**Task details:** Set down exactly the lines below between the line holding "Target: distant mountain ridge" and the line holding "Target: dark treeline", inclusive; no other line belongs in the answer.

——

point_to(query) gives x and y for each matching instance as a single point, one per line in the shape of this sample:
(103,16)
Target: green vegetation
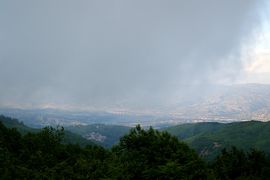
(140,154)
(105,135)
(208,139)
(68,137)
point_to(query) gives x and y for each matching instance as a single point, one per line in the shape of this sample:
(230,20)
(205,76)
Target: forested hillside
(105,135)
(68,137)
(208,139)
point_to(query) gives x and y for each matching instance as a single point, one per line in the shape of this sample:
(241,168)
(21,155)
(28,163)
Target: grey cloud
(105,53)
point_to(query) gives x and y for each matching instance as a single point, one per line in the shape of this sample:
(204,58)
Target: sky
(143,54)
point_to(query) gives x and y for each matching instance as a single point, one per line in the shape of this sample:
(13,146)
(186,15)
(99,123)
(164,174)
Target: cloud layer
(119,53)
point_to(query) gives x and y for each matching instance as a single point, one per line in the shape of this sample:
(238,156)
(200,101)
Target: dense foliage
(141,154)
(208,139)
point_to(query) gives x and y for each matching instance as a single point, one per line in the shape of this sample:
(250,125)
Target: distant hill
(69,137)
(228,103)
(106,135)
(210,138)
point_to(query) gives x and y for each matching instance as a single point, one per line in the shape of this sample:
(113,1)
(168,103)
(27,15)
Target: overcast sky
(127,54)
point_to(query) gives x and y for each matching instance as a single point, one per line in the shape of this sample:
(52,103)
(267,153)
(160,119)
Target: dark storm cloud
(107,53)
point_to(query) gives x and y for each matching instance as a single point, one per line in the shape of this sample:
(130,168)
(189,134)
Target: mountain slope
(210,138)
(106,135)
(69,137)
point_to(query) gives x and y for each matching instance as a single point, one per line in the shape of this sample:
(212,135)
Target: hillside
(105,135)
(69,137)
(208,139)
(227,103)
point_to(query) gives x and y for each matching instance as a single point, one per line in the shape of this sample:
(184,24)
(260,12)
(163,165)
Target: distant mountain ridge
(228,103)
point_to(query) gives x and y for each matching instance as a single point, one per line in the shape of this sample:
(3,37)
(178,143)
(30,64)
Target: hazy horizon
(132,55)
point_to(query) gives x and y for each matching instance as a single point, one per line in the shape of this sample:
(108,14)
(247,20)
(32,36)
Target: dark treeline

——

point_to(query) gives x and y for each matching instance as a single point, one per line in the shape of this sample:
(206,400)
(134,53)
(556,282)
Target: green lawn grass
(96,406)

——

**Exercise output:**
Target: distant mountain ridge
(228,103)
point_to(query) gives x and y for each matching instance as a single point, one per line in the shape of this sample:
(3,37)
(178,143)
(30,64)
Target: hazy horizon
(132,55)
point_to(query) gives x and y for each matching instance as a single point, one per line in the shape of this sample:
(108,14)
(247,20)
(32,36)
Target: dark treeline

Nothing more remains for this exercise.